__提供文本__:
┌──

又到了期中考的時間。

 

其實我是喜愛社會學的,

雖然我的社會學沒有讀得很好、很透徹。

但我喜歡聽社會學家們的思想,

體會他們理論背後的理念。

只是我說過我喜歡學問,但討厭學業,考試!

我想馬克思若再世,或許也會認同現代的學生在學業中被異化了。

 

下個禮拜就要考社會學理論,

但我還沒開始複習,只覺得範圍好空泛,好多。

老師的學識淵博,在課堂是寶貴的收益。但在考試卻是夢魘。

於是乎,嘆了一口氣,我放下書本,偷看了youtube,尋找帶給我活力的MV。

無意間卻遇到了U2的這首歌...

 

1972年1月30號,參與北愛爾蘭民權運動的群眾上街示威,

卻遭到英國軍隊殘忍的向手無寸鐵的他們開槍鎮壓,

造成14人死亡,多人受傷。

後來,英國首相卡麥隆在國會提報事件調查結果並承認政府濫殺無辜,

最後公開道歉,還了罹難家屬一個公道。

事件發生當天正好是星期天,

因此這一天被稱為『血腥星期天』。

 

U2樂團寫了這首『Bloody Sunday』,

紀念血腥星期天,也控訴世界充滿無休止的暴力、不公。

傳遞世界和平的抱負。

 

結果,原本想要輕鬆一下的我反而有點沉重,

但覺得這首歌很好聽,能感受到他們的抱負,更至於有所啟示。

 

血腥星期天發生在60,70年代,

那是個充滿血汗與淚的年代。

除了英國的北愛爾蘭民權運動,

當時世界各地也發生了很多的社會運動,

例如美國的學運,中國的天安門事件等等。

└──

__任務要求__: 請判斷下列三項陳述是否與上方的提供文本相符,每項以「是」或「否」作答,並引用文本中起決定作用的原句。1. 血腥星期天事件造成14人死亡。2. 作者表示自己喜歡考試。3. 血腥星期天事件發生在星期六。

__擷取資料__:
┌──

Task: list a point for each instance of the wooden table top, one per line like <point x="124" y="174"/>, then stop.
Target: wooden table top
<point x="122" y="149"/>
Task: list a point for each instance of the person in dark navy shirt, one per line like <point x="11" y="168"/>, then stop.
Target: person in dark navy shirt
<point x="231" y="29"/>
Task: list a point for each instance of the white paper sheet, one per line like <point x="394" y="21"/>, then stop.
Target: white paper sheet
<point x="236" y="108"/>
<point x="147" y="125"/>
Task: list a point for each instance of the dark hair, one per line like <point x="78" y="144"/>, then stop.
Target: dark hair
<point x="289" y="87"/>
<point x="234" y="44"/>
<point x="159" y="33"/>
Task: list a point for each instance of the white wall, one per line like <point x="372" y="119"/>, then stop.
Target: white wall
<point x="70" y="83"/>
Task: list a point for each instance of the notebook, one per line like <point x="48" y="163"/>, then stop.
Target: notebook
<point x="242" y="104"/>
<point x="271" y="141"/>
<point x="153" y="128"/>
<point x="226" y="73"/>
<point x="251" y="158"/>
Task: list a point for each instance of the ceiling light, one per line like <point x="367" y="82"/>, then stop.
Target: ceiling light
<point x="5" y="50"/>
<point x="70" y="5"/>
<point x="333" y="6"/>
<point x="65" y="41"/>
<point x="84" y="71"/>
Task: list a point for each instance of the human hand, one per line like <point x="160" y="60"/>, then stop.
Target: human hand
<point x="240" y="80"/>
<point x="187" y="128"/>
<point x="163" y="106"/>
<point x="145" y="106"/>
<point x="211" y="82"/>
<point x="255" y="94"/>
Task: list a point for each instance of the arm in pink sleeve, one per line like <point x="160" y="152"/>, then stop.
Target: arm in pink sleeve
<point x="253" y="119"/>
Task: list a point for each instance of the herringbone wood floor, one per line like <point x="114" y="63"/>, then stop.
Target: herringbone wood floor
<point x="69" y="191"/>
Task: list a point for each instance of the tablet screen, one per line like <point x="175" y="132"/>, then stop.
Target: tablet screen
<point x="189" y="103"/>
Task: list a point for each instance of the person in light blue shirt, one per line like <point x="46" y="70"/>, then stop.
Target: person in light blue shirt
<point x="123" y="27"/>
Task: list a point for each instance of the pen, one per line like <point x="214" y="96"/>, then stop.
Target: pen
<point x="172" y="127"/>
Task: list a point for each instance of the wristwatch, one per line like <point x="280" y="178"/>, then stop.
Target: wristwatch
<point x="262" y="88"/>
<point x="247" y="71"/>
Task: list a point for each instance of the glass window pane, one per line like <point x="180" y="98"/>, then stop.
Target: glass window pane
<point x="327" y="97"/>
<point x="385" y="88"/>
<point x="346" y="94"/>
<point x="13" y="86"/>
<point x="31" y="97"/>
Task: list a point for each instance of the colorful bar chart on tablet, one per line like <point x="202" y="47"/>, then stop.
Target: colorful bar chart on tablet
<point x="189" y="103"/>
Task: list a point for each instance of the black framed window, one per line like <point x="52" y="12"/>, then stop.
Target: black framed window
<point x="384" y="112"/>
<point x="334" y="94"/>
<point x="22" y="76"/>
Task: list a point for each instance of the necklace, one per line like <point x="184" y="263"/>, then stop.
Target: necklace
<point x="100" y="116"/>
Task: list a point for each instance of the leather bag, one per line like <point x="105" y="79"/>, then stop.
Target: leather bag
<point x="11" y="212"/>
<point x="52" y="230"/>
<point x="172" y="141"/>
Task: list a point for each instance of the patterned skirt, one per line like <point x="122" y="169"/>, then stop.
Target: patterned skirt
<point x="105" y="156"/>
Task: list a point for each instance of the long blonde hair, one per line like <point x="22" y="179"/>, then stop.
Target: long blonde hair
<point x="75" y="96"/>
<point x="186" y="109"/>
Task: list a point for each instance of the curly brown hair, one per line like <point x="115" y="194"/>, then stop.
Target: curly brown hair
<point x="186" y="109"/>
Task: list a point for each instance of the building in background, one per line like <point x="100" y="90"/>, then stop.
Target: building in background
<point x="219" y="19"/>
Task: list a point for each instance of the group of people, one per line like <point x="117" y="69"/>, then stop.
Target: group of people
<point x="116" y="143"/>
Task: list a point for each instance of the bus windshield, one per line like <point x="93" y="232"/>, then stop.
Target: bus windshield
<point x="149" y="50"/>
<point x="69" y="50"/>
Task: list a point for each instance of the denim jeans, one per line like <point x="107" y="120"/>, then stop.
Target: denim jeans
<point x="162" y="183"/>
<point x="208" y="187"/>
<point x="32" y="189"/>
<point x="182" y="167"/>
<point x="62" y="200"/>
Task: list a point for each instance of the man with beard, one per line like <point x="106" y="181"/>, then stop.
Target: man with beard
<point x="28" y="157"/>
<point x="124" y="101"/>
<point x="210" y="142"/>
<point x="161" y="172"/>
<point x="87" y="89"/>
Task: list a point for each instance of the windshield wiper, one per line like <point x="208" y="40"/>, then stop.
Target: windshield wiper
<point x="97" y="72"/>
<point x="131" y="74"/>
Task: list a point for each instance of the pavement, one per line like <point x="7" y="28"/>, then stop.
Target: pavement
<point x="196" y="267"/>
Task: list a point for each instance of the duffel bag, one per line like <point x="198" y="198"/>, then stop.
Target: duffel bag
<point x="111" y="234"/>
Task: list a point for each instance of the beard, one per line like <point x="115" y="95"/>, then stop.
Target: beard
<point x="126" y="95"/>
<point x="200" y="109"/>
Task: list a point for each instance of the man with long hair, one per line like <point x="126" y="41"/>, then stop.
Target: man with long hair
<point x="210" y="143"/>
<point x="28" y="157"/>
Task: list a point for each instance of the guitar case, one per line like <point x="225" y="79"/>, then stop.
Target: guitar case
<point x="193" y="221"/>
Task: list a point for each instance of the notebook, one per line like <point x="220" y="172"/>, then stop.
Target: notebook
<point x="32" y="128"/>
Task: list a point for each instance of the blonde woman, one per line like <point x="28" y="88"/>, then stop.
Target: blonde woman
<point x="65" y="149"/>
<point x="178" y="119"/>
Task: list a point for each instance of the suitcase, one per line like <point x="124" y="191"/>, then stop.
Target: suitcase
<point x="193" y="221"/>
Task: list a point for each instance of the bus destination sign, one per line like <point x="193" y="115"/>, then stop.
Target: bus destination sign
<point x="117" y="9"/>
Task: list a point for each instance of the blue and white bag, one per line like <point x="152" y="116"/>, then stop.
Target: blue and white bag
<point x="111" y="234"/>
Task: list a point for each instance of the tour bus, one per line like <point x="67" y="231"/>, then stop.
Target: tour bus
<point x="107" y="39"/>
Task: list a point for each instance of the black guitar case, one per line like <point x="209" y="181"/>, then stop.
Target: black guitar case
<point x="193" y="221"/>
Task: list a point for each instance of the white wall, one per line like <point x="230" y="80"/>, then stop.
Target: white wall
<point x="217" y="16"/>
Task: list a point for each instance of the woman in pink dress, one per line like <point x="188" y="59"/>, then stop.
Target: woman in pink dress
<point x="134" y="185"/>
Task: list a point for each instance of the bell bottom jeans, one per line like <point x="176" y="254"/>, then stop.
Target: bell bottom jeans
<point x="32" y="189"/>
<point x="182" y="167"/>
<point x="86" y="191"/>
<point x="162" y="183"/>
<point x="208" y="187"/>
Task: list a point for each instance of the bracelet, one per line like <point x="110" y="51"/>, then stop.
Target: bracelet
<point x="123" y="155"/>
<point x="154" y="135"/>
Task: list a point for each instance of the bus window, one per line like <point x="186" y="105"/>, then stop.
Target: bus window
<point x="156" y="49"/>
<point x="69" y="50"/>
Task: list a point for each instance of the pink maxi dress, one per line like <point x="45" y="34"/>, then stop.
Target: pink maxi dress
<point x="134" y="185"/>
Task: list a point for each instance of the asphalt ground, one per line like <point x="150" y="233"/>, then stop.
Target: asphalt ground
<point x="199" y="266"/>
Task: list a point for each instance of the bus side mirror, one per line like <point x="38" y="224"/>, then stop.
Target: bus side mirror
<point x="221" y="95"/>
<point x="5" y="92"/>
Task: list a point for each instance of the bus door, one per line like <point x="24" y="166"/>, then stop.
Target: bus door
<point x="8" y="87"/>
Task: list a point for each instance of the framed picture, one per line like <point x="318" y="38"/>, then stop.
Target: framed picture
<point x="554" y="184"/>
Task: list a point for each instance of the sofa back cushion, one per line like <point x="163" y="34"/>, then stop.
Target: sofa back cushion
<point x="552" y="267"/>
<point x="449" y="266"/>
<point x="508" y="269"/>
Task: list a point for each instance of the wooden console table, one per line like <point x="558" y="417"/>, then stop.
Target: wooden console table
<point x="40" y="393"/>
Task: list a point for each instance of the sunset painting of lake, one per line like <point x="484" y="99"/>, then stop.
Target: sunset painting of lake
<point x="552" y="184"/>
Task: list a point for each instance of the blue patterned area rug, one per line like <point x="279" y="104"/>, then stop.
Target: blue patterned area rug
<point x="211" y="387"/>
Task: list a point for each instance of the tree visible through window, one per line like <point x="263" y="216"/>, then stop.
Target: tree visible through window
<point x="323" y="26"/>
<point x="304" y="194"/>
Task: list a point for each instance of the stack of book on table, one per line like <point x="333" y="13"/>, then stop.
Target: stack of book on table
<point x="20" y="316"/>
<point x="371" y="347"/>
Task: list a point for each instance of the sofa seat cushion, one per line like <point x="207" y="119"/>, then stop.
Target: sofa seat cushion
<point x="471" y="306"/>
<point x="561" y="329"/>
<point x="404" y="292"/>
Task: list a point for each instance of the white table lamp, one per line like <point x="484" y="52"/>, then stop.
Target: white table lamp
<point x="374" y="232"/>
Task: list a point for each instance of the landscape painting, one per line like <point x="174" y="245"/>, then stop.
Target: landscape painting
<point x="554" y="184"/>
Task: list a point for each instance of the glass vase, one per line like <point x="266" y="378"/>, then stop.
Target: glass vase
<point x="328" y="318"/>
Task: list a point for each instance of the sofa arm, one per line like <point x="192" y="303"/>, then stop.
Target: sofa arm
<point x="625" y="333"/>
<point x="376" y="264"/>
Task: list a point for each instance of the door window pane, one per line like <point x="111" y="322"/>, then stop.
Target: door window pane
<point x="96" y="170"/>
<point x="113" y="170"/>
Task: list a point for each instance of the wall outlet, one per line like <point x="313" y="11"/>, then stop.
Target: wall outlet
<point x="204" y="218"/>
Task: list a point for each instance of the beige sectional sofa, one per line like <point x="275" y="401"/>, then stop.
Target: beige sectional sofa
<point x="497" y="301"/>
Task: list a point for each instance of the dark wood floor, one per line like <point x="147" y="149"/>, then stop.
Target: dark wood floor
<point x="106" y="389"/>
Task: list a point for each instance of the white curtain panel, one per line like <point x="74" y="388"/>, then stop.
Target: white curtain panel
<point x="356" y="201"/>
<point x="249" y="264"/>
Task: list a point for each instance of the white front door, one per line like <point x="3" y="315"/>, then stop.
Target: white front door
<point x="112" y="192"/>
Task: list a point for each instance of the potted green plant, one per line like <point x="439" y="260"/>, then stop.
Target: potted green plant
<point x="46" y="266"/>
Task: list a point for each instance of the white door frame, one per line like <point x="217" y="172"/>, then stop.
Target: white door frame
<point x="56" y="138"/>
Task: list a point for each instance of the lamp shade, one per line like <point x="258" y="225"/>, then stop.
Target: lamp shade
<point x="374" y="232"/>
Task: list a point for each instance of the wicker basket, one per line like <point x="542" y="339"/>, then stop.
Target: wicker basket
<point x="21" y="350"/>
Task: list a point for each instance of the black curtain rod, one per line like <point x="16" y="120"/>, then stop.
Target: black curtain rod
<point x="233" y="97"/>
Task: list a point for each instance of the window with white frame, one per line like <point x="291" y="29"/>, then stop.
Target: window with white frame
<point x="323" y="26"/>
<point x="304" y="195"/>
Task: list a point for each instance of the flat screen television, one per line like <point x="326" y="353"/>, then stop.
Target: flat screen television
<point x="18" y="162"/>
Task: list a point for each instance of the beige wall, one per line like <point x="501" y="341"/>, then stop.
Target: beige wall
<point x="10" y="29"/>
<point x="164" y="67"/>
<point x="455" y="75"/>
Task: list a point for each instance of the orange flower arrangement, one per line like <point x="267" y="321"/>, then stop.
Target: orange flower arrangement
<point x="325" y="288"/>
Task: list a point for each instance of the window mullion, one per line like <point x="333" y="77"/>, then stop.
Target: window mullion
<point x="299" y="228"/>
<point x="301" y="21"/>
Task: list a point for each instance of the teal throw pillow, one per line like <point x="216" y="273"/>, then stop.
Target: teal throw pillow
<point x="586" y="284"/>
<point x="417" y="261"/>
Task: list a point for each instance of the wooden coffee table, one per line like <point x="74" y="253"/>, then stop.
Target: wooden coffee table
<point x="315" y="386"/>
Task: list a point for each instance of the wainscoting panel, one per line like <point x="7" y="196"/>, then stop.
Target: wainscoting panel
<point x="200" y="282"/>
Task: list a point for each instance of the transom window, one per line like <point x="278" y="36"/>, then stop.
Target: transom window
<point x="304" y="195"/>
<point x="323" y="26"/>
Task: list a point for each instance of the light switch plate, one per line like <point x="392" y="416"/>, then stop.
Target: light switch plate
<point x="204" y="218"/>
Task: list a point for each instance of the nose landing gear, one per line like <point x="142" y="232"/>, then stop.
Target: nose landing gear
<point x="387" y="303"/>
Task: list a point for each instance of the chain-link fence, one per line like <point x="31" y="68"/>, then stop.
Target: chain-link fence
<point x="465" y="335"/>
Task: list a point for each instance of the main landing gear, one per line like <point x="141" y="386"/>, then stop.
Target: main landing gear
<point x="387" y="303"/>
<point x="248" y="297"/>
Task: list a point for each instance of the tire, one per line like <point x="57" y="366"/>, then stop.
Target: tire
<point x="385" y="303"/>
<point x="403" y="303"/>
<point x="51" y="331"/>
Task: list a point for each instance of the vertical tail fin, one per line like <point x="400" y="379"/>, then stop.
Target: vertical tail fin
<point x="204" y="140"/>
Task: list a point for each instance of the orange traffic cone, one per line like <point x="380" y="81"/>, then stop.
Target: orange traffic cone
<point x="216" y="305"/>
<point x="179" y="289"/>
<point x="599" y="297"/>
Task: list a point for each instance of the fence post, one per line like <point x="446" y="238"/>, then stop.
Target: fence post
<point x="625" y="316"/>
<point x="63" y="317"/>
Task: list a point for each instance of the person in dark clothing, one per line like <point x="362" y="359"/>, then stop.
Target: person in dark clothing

└──

__解答__:
1. 是:「造成14人死亡,多人受傷。」
2. 否:「只是我說過我喜歡學問,但討厭學業,考試!」
3. 否:「事件發生當天正好是星期天,」